*Text provided:*
---------------
When I finally figured out what I was looking for, I found my new best friend: AWS Route 53. It offers a robust DNS network with about 50-odd nodes globally and the ability to do some really cool routing tricks like location-based routing, latency-based routing (which is kinda awesome), and AWS Alias records that 'automagically' route traffic to other AWS Services you'll be using (Like ELB for load balancing).
I ended up using latency-based routing that directs the global traffic to the closest regional Elastic Load Balancer, which has an Auto-Scaling Group attached to it in any given region.
I'll leave it up to you to do your homework on the other providers: www.f5.com, www.dyn.com, www.akamai.com, www.dnsmadeeasy.com. Depending on your needs, there may be a better solution for you, but this works very well for me.
Content Delivery Network
Route 53 integrates with AWS Cloudfront very nicely. I setup an S3 bucket that I'm using to store all the static media files that my users will upload, and I've configured a Cloudfront distribution to source from my media.myapp.com S3 bucket. There are other CDN providers, so do your shopping. But Cloudfront gets pretty good reviews and it's a snap to setup.
Load Balancing & SSL Termination
I'm currently using AWS Elastic Load Balancer to balance the load across my application instances, which live in an Auto-Scaling Group. The request is first received by ELB, at which point SSL is terminated and the request is passed through to an instance in the Auto-Scaling Group.
NOTE: One giant caveat for ELB is that, somewhat ironically, it doesn't handle massive spikes very well. It can take up to 15 minutes for an ELB to trigger a scale-up event for itself, creating 500/timeouts in the meantime. A steady, constant increase in traffic is supposedly handled quite well, but if you get hit with a spike it can fail you. If you know you're going to get hit, you can 'call ahead' and AWS will warm up your ELB for you, which is pretty ridiculous and anti-pattern to the essence of AWS, but I imaging they're either working on it, or ignoring it because it's not really that big of a problem. You can always spin up your own HAProxy or Nginx load-balancing layer if ELB doesn't work for you.
Auto-Scaling Group
Each region has an ASG which is programmed to scale when the load passes a certain metric:
IF CPU > 90% FOR 5 MINUTES: SCALEUP
IF CPU < 70% FOR 5 MINUTES: SCALEDN
I haven't yet put the ELB/ASG combo through its paces. That's a little way down my To-Do list, but I do know that there are many others using this setup and it doesn't seem to have any major performance issues.
The config for an Auto-Scaling Group is a little convoluted in my opinion. It's actually a three-step process:
Create an AMI configured to your liking.
Create a Launch Configuration that uses the AMI you've created.
Create an Auto-Scaling Group that uses the Launch Configuration you've created to determine what AMI and instance type to launch for any given SCALEUP event.
To handle config and app deployment when any instance launches, you use the "User Data" field to input a script that will run once any given instance launches. This is possibly the worst nomenclature in the history of time. How "User Data" describes a startup script only the author knows. Anyhow, that's where you stick the script that handles all your apt-gets, mkdirs, git clones, etc.
Instances & Internal Balancing
I've also added an additional 'internal balancing layer' using Nginx that allows me to 'flat-pack' all my Node.js apps (app.myapp.com, api.myapp.com, mobile.myapp.com, www.myapp.com, etc.myapp.com) on every instance. When an instance receives a request passed to it from ELB, Nginx handles routing the request to the correct Node.js port for any given application. Sort of like a poor-mans containerization. This has the added benefit that any time one of my apps needs to talk to the other (like when app. needs to send a request to api.) it's done via localhost:XXXX rather than having to go out across the AWS network, or the internet itself.
---------------
*Directions:*
**a)** According to the AWS setup write-up, how long can it take an Elastic Load Balancer to trigger a scale-up event for itself?
**b)** Please carry the AWS setup write-up forward from its final sentence.

Dataset records
---------------
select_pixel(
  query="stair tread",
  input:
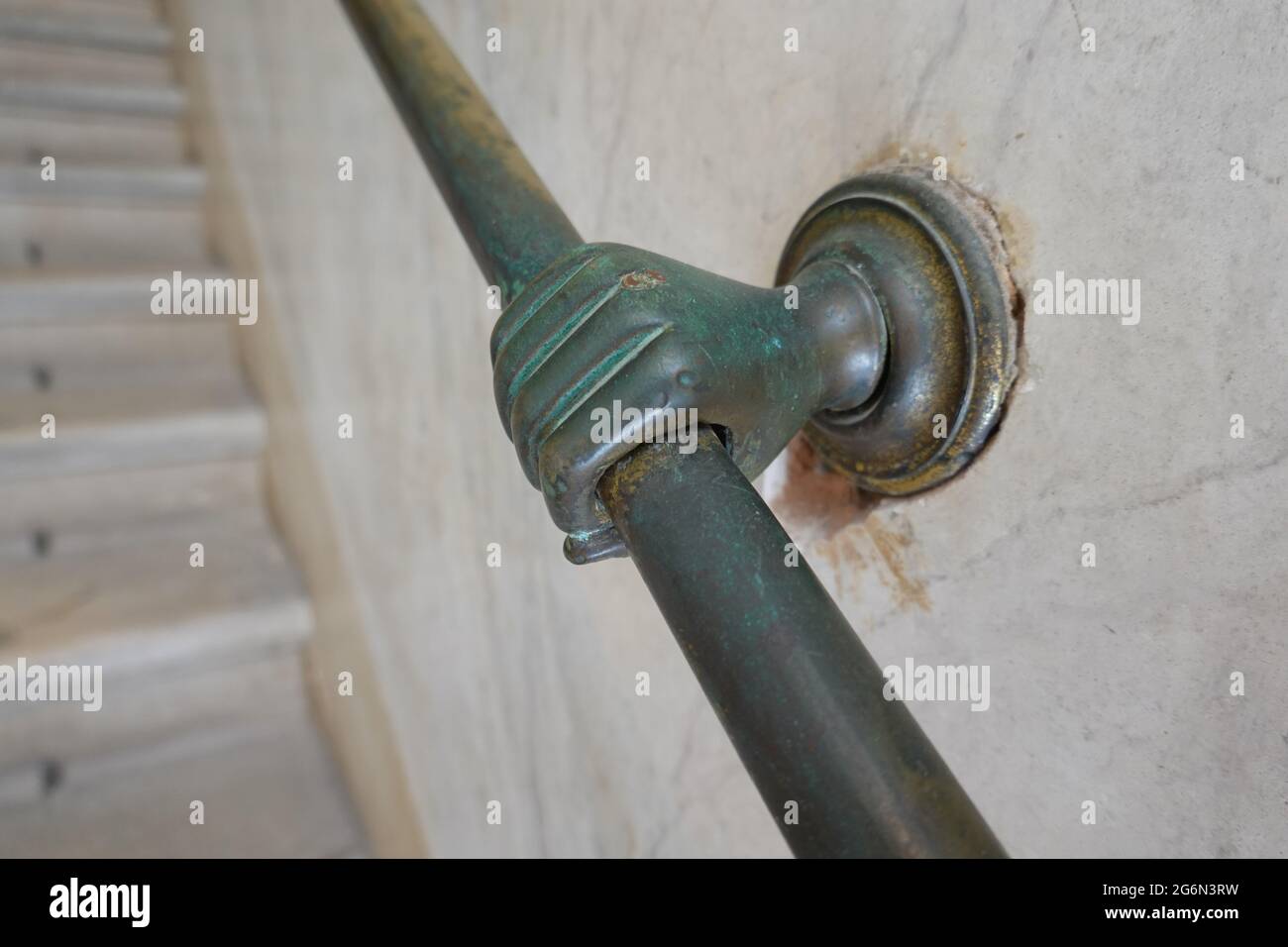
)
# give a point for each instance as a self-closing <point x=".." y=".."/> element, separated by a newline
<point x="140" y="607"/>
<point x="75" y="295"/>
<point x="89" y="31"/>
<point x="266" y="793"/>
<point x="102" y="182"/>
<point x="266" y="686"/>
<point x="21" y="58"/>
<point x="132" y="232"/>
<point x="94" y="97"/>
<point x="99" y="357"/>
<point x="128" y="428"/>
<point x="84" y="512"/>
---------------
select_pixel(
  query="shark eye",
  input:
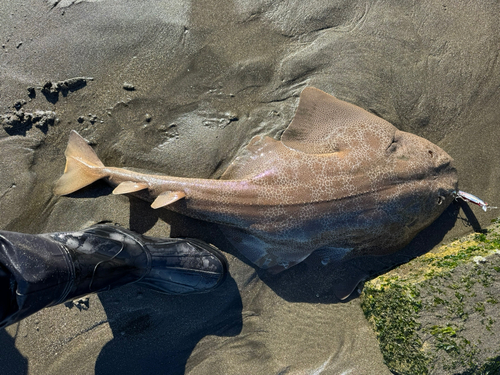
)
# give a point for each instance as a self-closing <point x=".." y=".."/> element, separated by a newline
---------------
*Task-by-task answers:*
**a)** Up to 15 minutes.

**b)**
This setup also maximizes usage of my resources by eliminating any idle infrastructure if the app layer it hosts happens to be receiving light traffic. It also obviates the need to have and ELB/ASG combo for every app, saving more cash.
There's no gotchas or caveats that I've run into using this sort of setup, but there is one work-around that needs to be in place with regard to health-checking (see below).
There's also a nice benefit in that all instances have an IAM role which means that your AWS creds are 'baked in' to each instance upon birth and accessible via your ENV vars. And AWS 'automagically' rotates your creds for you. Very secure, very cool.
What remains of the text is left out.